Sindrome dell’ovaio policistico (PCOS). Oggi sappiamo che, in una donna sana, la concentrazione sierica di vitamina D è maggiore rispetto a quella dei pazienti affetti da sindrome dell’ovaio policistico (PCOS). Il meccanismo d’azione della stessa nei pazienti con PCOS rimane sconosciuto, ma l’integrazione di colecalciferolo migliora la loro resistenza all’insulina e gli effetti del trattamento dell’infertilità. La vitamina D stimola anche la produzione di ormone anti-Mülleriano, che è altamente correlato alla conservazione della riserva ovarica. Gli studi suggeriscono che la vitamina D modifica i modelli di produzione dell’ormone anti-Mulleriano nelle cellule di granulosa ovarica e altera la sensibilità dell’ormone follicolo-stimolante (FHS), possibilmente giocando un ruolo nello sviluppo del follicolo ovarico.
Miomi uterini. Allo stesso modo, nei pazienti con carenza di vitamina D, si osserva una maggiore presenza di miomi uterini, un’altra ragione stabilita per l’infertilità.
L’effetto della vitamina D sulle cellule della granulosa ovarica responsabile della steroidogenesi, così come sulla regolazione del sistema immunitario, è stato stabilito dopo aver trovato i recettori 1-α-idrossilasi e VDR in placenta, ovaie, endometrio e ghiandole pituitarie. Nei pazienti di sesso maschile, il VDR è stato trovato nei testicoli e negli spermatozoi.

+--

• [COMPITO 1]:
Trascrivi dal testo fornito il tratto che va da "Sindrome dell’ovaio policistico (PCOS). Oggi" fino a "del follicolo ovarico.".
• [COMPITO 2]:
Rispondi alle domande seguenti basandoti sul testo fornito.
(a) Nelle pazienti con PCOS, quali due aspetti migliora l'integrazione di colecalciferolo?
(b) Che cosa si osserva in misura maggiore nei pazienti con carenza di vitamina D?
(c) Nei pazienti di sesso maschile, in quali sedi è stato trovato il VDR?
I dati sono materiale a sé, indipendente dal testo fornito.

+--

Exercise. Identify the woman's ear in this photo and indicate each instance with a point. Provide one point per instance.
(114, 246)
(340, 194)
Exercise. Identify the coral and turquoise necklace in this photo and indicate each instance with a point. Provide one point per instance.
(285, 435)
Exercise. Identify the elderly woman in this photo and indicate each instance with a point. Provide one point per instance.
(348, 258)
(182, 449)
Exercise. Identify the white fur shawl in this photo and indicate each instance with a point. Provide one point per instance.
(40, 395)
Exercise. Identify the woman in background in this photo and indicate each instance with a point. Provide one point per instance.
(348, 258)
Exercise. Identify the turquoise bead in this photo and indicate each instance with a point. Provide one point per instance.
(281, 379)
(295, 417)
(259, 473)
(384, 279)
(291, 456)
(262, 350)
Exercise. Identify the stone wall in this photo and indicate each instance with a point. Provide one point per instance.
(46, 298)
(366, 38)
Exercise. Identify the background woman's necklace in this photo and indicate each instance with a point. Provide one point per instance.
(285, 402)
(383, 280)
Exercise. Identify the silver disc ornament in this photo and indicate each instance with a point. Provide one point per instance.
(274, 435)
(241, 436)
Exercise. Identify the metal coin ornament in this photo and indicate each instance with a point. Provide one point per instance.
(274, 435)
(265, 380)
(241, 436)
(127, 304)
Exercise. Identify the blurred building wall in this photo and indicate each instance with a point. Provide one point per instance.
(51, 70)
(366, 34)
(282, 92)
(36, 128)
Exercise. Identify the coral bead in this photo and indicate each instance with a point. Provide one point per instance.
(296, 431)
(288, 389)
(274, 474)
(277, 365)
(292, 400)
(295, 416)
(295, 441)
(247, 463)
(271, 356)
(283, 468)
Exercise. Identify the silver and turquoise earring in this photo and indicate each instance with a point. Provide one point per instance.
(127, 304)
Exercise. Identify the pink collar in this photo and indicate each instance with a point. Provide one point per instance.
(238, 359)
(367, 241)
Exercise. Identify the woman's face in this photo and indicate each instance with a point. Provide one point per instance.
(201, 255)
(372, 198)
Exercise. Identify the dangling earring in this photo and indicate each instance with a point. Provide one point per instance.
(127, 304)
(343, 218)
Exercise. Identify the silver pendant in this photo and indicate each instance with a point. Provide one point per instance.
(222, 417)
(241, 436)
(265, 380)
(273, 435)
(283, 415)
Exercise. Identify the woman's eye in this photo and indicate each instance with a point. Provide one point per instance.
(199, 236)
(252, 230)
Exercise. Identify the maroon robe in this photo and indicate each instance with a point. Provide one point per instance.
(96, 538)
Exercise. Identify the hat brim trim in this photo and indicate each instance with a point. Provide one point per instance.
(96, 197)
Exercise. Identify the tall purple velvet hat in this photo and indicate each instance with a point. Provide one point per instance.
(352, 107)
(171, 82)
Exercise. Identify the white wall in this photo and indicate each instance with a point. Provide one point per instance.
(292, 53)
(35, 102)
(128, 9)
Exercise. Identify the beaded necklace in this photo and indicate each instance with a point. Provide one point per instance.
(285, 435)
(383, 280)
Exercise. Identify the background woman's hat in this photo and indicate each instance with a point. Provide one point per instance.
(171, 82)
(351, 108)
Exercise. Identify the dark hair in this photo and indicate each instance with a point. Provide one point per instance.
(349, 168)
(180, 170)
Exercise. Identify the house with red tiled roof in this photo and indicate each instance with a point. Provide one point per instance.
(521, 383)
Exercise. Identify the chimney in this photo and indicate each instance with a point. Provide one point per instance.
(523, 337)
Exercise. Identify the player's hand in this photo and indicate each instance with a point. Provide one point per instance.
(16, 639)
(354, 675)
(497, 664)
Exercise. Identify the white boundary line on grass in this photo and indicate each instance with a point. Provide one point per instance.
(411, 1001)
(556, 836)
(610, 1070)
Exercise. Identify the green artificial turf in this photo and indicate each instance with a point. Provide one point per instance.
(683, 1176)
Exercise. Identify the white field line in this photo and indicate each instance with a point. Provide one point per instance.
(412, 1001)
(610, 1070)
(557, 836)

+--

• [RISPOSTA SCRITTA 1]:
Sindrome dell’ovaio policistico (PCOS). Oggi sappiamo che, in una donna sana, la concentrazione sierica di vitamina D è maggiore rispetto a quella dei pazienti affetti da sindrome dell’ovaio policistico (PCOS). Il meccanismo d’azione della stessa nei pazienti con PCOS rimane sconosciuto, ma l’integrazione di colecalciferolo migliora la loro resistenza all’insulina e gli effetti del trattamento dell’infertilità. La vitamina D stimola anche la produzione di ormone anti-Mülleriano, che è altamente correlato alla conservazione della riserva ovarica. Gli studi suggeriscono che la vitamina D modifica i modelli di produzione dell’ormone anti-Mulleriano nelle cellule di granulosa ovarica e altera la sensibilità dell’ormone follicolo-stimolante (FHS), possibilmente giocando un ruolo nello sviluppo del follicolo ovarico.

• [RISPOSTA SCRITTA 2]:
(a) La resistenza all'insulina e gli effetti del trattamento dell'infertilità.
(b) Una maggiore presenza di miomi uterini.
(c) Nei testicoli e negli spermatozoi.